Find every line in the listing below that contains the word "globe", and copy each of those lines.

◇ ◇ ◇ ◇ ◇

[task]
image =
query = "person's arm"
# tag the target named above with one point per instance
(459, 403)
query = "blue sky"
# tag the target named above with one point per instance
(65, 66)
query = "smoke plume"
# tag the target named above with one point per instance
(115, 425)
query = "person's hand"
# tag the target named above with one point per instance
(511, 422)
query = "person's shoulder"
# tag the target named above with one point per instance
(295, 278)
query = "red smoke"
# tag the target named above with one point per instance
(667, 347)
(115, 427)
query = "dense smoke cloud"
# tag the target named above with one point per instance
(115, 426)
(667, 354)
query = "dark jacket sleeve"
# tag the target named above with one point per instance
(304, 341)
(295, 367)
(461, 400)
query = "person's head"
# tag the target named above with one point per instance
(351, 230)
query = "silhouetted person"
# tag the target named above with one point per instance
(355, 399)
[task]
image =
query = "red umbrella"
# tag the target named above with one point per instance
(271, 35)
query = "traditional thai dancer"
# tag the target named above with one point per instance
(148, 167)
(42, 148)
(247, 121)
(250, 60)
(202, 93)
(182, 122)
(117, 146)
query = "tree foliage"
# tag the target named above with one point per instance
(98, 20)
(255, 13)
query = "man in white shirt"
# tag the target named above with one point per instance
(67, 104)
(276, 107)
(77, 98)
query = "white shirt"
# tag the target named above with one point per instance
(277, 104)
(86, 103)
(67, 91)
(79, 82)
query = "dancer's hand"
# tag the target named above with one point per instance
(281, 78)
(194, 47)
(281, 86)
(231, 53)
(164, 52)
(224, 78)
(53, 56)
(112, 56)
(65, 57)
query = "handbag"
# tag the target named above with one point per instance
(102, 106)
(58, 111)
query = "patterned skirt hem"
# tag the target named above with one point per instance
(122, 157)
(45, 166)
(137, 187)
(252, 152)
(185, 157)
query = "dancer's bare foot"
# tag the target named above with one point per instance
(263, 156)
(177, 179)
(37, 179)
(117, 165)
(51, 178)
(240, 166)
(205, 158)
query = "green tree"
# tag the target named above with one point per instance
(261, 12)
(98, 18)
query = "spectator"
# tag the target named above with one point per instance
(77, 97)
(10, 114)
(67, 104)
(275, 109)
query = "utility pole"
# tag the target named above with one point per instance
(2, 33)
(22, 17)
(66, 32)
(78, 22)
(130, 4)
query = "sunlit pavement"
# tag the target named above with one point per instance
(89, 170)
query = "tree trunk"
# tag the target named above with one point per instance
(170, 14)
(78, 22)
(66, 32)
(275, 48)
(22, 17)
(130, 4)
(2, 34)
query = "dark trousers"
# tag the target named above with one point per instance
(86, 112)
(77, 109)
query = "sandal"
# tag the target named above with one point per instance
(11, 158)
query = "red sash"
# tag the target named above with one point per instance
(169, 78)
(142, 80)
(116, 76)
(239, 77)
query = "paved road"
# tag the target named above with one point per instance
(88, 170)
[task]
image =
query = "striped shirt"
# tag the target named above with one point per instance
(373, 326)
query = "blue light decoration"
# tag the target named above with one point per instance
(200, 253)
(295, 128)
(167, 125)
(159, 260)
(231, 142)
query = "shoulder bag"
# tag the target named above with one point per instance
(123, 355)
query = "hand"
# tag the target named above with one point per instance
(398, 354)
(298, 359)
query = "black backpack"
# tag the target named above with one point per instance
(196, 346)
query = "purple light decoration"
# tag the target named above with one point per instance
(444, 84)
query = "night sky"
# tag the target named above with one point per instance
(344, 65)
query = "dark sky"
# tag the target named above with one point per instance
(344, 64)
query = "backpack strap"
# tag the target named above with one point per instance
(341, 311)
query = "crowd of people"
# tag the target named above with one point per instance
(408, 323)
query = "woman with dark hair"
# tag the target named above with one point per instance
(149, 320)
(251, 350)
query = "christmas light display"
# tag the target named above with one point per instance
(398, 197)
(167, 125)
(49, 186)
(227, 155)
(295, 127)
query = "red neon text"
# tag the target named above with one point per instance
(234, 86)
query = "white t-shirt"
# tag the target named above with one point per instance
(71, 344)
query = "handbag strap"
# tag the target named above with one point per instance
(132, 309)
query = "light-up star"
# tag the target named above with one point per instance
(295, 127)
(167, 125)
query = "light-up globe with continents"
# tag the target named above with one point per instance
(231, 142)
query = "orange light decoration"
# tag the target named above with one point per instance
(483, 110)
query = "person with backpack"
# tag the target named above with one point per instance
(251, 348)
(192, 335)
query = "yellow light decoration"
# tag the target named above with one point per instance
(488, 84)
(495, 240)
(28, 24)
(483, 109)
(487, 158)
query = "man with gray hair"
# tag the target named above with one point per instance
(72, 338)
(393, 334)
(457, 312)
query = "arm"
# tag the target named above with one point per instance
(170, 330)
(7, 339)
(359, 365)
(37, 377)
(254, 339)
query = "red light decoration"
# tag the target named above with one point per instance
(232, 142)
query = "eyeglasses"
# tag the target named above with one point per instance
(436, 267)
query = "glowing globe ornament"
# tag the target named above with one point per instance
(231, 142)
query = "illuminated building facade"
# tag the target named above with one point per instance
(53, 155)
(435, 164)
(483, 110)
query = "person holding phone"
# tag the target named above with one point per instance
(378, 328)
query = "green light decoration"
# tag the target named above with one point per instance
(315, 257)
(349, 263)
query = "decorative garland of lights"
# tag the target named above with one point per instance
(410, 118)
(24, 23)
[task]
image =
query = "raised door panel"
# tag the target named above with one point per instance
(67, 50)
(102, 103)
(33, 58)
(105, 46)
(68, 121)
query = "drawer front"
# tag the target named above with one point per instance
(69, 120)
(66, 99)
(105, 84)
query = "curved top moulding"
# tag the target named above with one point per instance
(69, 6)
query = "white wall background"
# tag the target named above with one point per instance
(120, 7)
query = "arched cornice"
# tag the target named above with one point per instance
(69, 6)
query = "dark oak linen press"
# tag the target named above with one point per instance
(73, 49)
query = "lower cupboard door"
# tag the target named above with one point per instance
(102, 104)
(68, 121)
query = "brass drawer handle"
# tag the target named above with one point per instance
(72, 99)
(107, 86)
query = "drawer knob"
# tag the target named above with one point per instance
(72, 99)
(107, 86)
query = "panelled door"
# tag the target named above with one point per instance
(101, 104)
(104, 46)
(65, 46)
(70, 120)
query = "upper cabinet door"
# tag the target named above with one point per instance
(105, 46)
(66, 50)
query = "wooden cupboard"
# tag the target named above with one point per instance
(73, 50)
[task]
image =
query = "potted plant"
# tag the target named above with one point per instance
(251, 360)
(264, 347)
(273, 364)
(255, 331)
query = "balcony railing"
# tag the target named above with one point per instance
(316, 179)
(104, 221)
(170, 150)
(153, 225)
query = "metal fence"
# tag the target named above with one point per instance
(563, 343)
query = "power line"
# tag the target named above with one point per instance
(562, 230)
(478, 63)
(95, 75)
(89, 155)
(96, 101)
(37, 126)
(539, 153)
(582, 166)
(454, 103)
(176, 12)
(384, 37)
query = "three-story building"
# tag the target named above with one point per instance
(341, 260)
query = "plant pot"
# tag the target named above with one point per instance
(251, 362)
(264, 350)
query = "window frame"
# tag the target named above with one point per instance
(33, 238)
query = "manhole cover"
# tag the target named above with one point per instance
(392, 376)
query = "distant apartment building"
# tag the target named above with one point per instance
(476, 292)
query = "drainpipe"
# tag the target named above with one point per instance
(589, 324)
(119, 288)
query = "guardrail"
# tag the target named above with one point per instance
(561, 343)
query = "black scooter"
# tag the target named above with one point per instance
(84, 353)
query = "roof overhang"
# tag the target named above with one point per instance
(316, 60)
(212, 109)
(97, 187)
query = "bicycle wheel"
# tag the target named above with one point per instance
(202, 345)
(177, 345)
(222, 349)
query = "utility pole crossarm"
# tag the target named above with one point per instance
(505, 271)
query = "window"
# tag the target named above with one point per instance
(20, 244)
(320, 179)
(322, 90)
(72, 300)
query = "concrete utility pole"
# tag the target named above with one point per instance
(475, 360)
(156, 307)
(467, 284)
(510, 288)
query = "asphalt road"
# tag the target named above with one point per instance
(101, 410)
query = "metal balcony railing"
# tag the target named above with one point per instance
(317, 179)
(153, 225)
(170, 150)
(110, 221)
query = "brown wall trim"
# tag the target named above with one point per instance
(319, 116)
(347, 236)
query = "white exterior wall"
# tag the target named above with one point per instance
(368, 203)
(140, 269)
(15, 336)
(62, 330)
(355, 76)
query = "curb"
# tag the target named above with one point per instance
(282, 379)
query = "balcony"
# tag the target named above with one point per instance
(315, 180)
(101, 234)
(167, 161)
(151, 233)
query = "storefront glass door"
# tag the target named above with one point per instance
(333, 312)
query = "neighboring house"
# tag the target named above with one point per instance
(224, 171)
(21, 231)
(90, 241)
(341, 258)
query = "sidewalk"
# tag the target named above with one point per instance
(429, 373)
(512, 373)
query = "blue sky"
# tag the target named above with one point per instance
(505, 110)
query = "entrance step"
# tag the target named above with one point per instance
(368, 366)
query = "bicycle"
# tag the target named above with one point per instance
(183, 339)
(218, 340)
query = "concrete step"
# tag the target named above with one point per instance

◇ ◇ ◇ ◇ ◇

# RESULT OF THIS EXERCISE
query = "light-up globe with continents"
query = "glowing globe ornament"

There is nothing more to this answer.